Linux Tracing – How to Trace DMA

linuxmonitoringtracing

I am working on software that communicates with a PCI card through direct memory access (DMA) transactions. My programs use a suit of drivers and a library that handles the DMA. Everything runs on a Red Hat Linux.

To test and measure the performance of my programs I would like to trace the start and end of the DMA transactions. Now I do this by looking at a couple of functions in the library:

dma_from_host and dma_to_host that initiate the transactions by configuring the values in the registers of the card and writing 1 to a register called DMA_DESC_ENABLE
dma_wait that waits until the transaction has finished by continuously checking the value of the DMA_DESC_ENABLE register.

But I would like to have a more robust confirmation that a transaction has started and a more precise signal when the transaction has ended. Something from Linux or hardware itself would be the best.

I understand that in principle it is a cumbersome situation. The idea of DMA is that the hardware (the PCI card or the DMA controller on the motherboard) copies things directly into the memory of the process, bypassing the CPU and the OS. But I hope that it does not just copy things into RAM without notifying the CPU somehow. Are there some standard ways to trace these transactions or it is very platform-specific?

==========

Written problem A
Answer these questions about the DMA tracing post:
(i) On what operating system does everything run?
(ii) Which register do dma_from_host and dma_to_host write 1 to?
(iii) How does dma_wait tell that a transaction has finished?
Written problem B
Continue the DMA tracing post from the point where it stops.

Provided material
==========

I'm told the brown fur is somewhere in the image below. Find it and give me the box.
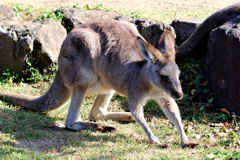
[0,19,188,146]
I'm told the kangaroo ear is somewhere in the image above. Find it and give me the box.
[158,30,176,59]
[137,37,154,61]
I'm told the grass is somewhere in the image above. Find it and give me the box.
[0,82,240,159]
[2,3,215,23]
[0,4,240,160]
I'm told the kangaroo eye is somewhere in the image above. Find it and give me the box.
[160,75,169,81]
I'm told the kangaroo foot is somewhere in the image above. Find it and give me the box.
[182,143,199,148]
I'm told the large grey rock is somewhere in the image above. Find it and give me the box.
[133,19,175,48]
[0,5,18,25]
[171,18,203,44]
[0,19,67,75]
[205,16,240,115]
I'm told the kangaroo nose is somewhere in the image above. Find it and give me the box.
[175,92,183,100]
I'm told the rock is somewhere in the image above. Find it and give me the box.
[134,19,175,48]
[29,19,67,71]
[0,19,67,76]
[62,8,119,29]
[0,5,18,25]
[171,18,203,44]
[205,16,240,115]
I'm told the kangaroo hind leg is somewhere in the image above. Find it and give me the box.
[65,87,116,132]
[89,91,135,122]
[156,98,189,147]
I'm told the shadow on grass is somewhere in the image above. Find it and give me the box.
[0,105,131,158]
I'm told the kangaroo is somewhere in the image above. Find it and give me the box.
[0,19,189,146]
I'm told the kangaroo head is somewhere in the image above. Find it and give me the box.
[137,31,183,99]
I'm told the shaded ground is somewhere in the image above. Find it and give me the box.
[0,0,237,11]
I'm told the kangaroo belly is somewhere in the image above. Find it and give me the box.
[85,82,113,96]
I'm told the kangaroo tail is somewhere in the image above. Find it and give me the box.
[176,2,240,58]
[0,72,70,112]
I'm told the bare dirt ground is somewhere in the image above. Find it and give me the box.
[0,0,237,12]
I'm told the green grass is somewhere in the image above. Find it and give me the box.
[0,82,240,159]
[5,3,216,23]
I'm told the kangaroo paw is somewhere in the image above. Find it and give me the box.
[97,124,118,133]
[151,143,168,148]
[182,143,199,148]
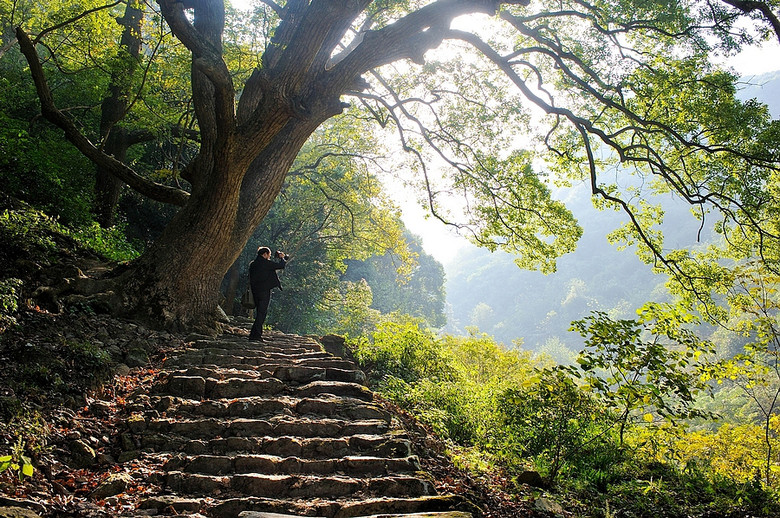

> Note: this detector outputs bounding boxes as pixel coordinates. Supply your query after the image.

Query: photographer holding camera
[249,246,290,342]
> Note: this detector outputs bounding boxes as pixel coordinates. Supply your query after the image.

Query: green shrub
[494,368,617,483]
[0,279,22,333]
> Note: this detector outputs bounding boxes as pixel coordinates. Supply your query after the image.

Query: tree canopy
[6,0,780,327]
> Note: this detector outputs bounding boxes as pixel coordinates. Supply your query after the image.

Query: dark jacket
[249,255,287,293]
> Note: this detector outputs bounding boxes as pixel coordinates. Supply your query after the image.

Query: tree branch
[16,27,190,205]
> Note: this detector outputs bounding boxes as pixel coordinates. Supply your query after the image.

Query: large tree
[10,0,780,332]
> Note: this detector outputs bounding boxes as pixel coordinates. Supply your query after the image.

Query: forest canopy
[0,0,780,328]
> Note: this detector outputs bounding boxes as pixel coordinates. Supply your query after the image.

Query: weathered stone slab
[165,376,206,399]
[297,381,374,401]
[206,378,285,399]
[229,419,275,437]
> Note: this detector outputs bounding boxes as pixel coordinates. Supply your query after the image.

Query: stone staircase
[127,333,471,518]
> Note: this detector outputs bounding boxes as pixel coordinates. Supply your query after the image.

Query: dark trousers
[249,290,271,339]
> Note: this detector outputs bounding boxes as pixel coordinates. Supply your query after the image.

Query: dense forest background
[444,72,780,363]
[0,0,780,518]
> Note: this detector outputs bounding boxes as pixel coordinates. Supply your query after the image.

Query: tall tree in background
[10,0,780,332]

==========

Answer A
(i) Red Hat Linux.
(ii) DMA_DESC_ENABLE.
(iii) It keeps checking the value of the DMA_DESC_ENABLE register.

Answer B
Are there some special interrupts that notify the CPU about the start and end of the DMA? I could not spot anything like that in the drivers that I use. But I am not experienced with drivers, so I could have easily looked at wrong places.

Another idea, are there any PMU-like hardware monitors that could provide this information? Something that just counts transactions on PCI lanes?

Also an idea, do I understand right that one could write a custom DMA-tracer as a Linux module or a BPF program that would continuously check the value of that DMA_DESC_ENABLE register? Is this a viable approach? Are there known tracers like that?

Best Answer

Encouraged by the comment from @dirkt, I looked better at the drivers and found the PCI MSI interrupts that correspond to these DMA transactions.

The driver enables these interrupts with a call

pci_enable_msix(.., msixTable,..)

that sets up the struct msix_entry msixTable[MAXMSIX]. Then it asings them to the handler static irqreturn_t irqHandler() by calling request_irq() in a loop:

request_irq(msixTable[interrupt].vector, irqHandler, 0, devName,...)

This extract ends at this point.